TEXT SECTION:
---

Tuesday, March 1, 2011

Note to Bullies

A word of warning to any bullies out there that might want to pick on Jack when he gets older:

He has a gigantic "little" brother who takes it extremely seriously if you do anything remotely threatening.

Jack likes to play this game with me where he says "you can NEVER kiss me!" and I have to chase him and grab him and hold him down until he says "Okay, you can ALWAYS kiss me!" Then I release him and the game starts all over again. It's his favorite.

I tried to play the game once with him tonight, in the hallway, and Ryker shrieked and wound up like he was going to hit me. I put Jack back down and made him explain to Ryk that he was just fine. He did, and Ryker seemed okay again. About 10 minutes later I took off chasing Jack, a sneak attack, which made Jack yell with excitement, and I grabbed him and held him down on the couch. Ryker came racing over, screaming at the top of his lungs. He raised both hands over his head and started beating me on the shoulder until I let go of Jack. Then he just stood there with a sad look on his face until I scooped him up and hugged him. He was SO sad. Jack kept saying "Ryker, it's okay. Mommy wasn't hurting me. Mommy would never hurt me."

That, of course, is the moment Chuck came out from our bedroom. I'm sure he was wondering why Jack was having to convince Ryker that I would never hurt him.

Anyway, take note, everyone. Don't lay a hand on Jack or Ryker will personally beat the crap out of you.

---

GIVEN RECORDS:
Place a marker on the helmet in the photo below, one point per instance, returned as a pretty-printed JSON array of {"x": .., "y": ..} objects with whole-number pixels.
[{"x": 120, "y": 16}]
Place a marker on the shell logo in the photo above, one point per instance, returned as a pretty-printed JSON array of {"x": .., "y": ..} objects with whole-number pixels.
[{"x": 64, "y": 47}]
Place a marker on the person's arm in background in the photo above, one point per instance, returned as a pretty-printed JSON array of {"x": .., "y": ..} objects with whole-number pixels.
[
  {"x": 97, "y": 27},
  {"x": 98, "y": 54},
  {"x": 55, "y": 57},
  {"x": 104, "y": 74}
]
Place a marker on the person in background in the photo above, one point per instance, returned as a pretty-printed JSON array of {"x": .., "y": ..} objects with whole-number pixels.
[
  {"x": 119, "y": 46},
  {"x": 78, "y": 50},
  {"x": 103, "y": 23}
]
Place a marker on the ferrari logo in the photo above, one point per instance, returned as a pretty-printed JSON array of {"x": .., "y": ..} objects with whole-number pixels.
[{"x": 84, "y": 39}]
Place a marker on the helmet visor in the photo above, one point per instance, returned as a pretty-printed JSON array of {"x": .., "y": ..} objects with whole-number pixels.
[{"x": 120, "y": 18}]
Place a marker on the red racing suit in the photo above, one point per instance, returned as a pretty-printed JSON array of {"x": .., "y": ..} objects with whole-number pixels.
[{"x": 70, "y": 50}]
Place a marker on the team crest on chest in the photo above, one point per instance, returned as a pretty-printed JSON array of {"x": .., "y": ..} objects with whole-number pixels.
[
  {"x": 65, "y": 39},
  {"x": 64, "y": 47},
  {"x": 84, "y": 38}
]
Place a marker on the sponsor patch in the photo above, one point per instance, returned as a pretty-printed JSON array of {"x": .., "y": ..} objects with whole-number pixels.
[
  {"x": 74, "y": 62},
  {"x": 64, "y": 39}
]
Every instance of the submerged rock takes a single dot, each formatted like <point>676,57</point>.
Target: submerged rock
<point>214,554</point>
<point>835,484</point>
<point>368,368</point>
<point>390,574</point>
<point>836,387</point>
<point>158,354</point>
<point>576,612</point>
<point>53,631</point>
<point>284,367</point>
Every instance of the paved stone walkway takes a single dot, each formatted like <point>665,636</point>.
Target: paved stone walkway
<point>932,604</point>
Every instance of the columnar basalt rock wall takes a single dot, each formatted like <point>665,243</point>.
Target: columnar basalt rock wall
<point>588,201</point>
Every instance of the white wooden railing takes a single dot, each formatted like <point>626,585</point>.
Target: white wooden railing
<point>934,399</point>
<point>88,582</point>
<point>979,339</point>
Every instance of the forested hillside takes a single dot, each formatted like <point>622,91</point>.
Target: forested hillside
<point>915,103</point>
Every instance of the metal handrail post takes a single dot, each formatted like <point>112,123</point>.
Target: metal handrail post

---

CHALLENGES:
1 > Reproduce the entire blog post about warning bullies away from Jack, word for word.
2 > Repeat, word for word, the part of the records that opens with the line containing "Every instance of the forested" and runs through the end of the records.
The records are unrelated to the blog post.

TASK ANSWERS:
1 >
Tuesday, March 1, 2011

Note to Bullies

A word of warning to any bullies out there that might want to pick on Jack when he gets older:

He has a gigantic "little" brother who takes it extremely seriously if you do anything remotely threatening.

Jack likes to play this game with me where he says "you can NEVER kiss me!" and I have to chase him and grab him and hold him down until he says "Okay, you can ALWAYS kiss me!" Then I release him and the game starts all over again. It's his favorite.

I tried to play the game once with him tonight, in the hallway, and Ryker shrieked and wound up like he was going to hit me. I put Jack back down and made him explain to Ryk that he was just fine. He did, and Ryker seemed okay again. About 10 minutes later I took off chasing Jack, a sneak attack, which made Jack yell with excitement, and I grabbed him and held him down on the couch. Ryker came racing over, screaming at the top of his lungs. He raised both hands over his head and started beating me on the shoulder until I let go of Jack. Then he just stood there with a sad look on his face until I scooped him up and hugged him. He was SO sad. Jack kept saying "Ryker, it's okay. Mommy wasn't hurting me. Mommy would never hurt me."

That, of course, is the moment Chuck came out from our bedroom. I'm sure he was wondering why Jack was having to convince Ryker that I would never hurt him.

Anyway, take note, everyone. Don't lay a hand on Jack or Ryker will personally beat the crap out of you.

2 >
Every instance of the forested hillside takes a single dot, each formatted like <point>622,91</point>.
Target: forested hillside
<point>915,103</point>
Every instance of the metal handrail post takes a single dot, each formatted like <point>112,123</point>.
Target: metal handrail post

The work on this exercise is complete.